Supplied entries start

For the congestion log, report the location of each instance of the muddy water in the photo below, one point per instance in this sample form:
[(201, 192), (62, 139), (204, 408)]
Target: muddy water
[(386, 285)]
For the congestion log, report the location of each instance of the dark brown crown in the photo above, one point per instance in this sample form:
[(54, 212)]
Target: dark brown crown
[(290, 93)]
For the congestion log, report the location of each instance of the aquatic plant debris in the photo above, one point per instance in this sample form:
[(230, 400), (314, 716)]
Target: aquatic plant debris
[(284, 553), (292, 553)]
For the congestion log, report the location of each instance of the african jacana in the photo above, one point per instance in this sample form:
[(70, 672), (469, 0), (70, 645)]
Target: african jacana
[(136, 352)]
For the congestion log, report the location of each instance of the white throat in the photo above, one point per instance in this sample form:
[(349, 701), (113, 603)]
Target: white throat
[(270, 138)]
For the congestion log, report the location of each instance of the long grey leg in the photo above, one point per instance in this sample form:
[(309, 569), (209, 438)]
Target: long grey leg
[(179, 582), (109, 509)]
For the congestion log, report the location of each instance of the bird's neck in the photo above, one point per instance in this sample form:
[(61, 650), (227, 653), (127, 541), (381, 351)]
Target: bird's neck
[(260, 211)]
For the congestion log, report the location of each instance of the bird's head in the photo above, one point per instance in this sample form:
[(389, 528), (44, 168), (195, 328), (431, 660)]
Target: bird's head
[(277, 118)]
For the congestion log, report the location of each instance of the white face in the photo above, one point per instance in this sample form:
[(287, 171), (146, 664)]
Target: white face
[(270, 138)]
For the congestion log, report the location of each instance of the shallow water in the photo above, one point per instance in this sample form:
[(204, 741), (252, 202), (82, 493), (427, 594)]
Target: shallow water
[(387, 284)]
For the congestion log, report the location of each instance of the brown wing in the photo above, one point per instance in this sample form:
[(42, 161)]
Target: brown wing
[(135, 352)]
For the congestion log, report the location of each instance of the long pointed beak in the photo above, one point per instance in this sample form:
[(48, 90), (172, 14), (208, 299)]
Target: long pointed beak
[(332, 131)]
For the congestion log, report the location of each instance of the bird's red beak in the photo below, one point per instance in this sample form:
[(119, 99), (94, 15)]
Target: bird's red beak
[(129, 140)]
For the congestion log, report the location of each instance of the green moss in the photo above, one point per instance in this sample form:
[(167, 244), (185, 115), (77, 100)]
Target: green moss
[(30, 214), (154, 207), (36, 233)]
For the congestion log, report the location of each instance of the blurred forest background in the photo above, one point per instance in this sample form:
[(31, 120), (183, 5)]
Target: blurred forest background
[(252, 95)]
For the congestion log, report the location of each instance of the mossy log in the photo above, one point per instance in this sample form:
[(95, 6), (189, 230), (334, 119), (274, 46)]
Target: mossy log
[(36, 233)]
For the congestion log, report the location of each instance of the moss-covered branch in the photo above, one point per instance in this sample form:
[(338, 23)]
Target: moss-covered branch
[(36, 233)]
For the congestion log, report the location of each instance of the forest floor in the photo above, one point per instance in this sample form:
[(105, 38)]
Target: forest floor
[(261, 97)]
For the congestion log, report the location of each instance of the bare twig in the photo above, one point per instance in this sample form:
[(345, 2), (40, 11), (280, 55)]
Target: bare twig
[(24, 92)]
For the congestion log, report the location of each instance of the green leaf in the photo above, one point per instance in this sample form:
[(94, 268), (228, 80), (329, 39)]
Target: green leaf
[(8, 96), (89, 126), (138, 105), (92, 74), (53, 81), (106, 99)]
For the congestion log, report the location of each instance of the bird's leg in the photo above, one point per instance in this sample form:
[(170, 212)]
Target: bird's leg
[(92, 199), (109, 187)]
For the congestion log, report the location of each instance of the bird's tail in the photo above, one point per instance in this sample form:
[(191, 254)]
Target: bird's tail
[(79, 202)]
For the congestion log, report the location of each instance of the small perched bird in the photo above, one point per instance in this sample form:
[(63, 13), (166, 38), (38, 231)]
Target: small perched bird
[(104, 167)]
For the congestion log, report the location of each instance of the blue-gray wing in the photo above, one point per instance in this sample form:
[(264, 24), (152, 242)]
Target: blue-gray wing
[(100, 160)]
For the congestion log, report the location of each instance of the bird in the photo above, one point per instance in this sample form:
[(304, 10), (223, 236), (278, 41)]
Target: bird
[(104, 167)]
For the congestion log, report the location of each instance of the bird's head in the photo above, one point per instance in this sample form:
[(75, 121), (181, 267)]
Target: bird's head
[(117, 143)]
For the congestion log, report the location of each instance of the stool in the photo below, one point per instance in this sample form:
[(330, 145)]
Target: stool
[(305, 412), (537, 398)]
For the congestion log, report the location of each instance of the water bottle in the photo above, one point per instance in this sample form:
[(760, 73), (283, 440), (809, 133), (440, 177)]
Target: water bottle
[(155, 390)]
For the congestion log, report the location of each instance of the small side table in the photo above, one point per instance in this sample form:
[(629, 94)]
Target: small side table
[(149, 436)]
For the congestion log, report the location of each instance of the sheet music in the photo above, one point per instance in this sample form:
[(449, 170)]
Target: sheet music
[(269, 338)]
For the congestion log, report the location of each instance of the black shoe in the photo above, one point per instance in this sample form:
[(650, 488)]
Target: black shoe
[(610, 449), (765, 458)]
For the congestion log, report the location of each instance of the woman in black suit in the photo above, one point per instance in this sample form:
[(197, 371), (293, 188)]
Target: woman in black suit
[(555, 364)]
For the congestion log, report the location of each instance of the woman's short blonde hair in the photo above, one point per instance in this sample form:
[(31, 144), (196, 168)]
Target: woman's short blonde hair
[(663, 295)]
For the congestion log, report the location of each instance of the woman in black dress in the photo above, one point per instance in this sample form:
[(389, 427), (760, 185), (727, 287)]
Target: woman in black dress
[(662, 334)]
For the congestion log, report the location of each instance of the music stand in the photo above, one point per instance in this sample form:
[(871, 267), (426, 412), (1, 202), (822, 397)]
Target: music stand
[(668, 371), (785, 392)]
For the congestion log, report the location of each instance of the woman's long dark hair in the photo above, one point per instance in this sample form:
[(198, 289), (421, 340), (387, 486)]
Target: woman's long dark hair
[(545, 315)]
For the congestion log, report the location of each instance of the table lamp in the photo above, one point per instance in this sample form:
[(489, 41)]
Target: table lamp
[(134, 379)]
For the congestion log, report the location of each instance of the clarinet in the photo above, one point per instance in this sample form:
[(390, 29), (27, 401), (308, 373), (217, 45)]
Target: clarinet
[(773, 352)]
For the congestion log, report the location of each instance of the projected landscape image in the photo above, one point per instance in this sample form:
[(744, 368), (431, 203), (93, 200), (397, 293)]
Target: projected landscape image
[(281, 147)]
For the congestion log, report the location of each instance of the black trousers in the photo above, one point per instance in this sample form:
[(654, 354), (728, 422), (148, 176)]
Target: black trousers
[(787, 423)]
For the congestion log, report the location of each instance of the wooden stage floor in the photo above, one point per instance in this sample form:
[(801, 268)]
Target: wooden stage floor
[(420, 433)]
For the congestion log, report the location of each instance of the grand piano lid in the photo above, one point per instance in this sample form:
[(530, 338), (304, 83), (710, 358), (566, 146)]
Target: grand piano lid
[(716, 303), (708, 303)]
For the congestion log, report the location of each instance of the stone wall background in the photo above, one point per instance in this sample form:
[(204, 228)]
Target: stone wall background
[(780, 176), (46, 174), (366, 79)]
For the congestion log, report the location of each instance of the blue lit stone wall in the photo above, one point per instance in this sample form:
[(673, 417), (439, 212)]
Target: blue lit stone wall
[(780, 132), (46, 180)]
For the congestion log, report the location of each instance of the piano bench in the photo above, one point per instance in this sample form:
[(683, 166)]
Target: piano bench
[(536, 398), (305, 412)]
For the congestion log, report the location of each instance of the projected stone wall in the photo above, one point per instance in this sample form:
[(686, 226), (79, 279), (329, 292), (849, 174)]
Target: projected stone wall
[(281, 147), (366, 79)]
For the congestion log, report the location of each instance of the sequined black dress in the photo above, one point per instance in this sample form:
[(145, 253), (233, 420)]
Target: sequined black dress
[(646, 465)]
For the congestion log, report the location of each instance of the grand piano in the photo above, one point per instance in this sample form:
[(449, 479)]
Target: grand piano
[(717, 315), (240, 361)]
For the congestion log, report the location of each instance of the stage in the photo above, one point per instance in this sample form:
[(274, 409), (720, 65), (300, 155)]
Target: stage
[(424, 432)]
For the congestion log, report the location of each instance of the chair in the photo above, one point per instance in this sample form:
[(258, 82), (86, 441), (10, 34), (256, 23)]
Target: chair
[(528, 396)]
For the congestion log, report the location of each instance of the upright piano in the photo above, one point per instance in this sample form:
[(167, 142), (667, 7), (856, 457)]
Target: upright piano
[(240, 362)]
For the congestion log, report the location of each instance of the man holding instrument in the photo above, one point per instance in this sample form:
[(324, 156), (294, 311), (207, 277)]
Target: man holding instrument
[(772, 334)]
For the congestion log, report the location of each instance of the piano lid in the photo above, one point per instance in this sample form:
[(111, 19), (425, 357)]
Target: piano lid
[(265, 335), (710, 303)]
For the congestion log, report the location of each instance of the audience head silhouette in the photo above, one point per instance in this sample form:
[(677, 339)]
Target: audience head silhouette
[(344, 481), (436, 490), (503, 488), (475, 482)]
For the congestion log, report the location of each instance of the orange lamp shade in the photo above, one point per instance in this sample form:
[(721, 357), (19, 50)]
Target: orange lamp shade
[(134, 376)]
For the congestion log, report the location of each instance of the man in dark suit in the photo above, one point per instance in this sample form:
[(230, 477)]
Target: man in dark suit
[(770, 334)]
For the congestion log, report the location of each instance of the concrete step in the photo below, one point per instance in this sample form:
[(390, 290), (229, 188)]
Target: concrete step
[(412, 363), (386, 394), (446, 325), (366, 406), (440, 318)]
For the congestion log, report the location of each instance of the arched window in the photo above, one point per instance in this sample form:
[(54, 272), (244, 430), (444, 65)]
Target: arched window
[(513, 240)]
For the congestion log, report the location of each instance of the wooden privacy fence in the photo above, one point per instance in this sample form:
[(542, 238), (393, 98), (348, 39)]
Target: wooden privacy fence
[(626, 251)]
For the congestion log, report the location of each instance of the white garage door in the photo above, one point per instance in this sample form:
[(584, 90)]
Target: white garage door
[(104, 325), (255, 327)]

Supplied entries end

Only the lines from the one holding "of the arched" through the end of the listing should be given again, exactly and with both ends included.

#### [Completed exercise]
For the congestion log, report the location of each instance of the arched window in the photo above, one point per instance in this sample form:
[(54, 272), (244, 430), (444, 65)]
Target: arched window
[(513, 240)]
For the congestion log, report the location of each instance of the wooden privacy fence in the photo above, one point per instance in this sample form:
[(542, 238), (393, 98), (348, 39)]
Target: wooden privacy fence
[(626, 251)]
For the congestion log, report the location of each instance of the white garage door in the photo above, one point per instance in this sample form:
[(584, 90)]
Target: white garage door
[(104, 325), (255, 327)]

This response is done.